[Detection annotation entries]

"""

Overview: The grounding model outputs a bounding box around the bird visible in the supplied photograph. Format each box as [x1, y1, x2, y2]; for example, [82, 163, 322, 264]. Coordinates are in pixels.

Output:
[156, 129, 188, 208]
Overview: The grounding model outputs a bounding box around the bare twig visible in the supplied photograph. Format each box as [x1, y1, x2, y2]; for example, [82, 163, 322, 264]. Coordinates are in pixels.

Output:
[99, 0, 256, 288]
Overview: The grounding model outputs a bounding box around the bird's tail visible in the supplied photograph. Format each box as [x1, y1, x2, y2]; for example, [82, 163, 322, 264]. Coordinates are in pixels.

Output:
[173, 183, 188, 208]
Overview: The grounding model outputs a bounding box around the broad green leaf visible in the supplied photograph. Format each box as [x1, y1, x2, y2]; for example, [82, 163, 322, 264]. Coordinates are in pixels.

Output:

"""

◆ Task objective ◆
Arrange every line of the entries above as a numbered list, leaving out the blank lines.

◆ Written response ◆
1. Overview: The grounding model outputs a bounding box around the bird visible in the supplied photograph. Format each box as [x1, y1, x2, y2]; for example, [82, 163, 322, 264]. Coordinates are in pixels.
2. Output:
3. [156, 129, 188, 208]
4. Overview: The grounding model outputs a bounding box around the bare twig visible in the supplied photograph. Format each box as [x1, y1, x2, y2]; for example, [82, 163, 322, 264]. Coordinates are in pixels.
5. Output:
6. [99, 0, 256, 288]
7. Overview: The grounding model outputs a bounding box around the bird's tail visible in the supplied photograph. Format each box as [x1, y1, x2, y2]; for example, [82, 163, 322, 264]. Coordinates are in pixels.
8. Output:
9. [173, 183, 188, 208]
10. Overview: The grounding model outputs a bounding box around the broad green leaf visible in the supplied photograph. Format each box as [x1, y1, x2, y2]; for example, [82, 163, 322, 264]. Coordinates are in pixels.
11. Output:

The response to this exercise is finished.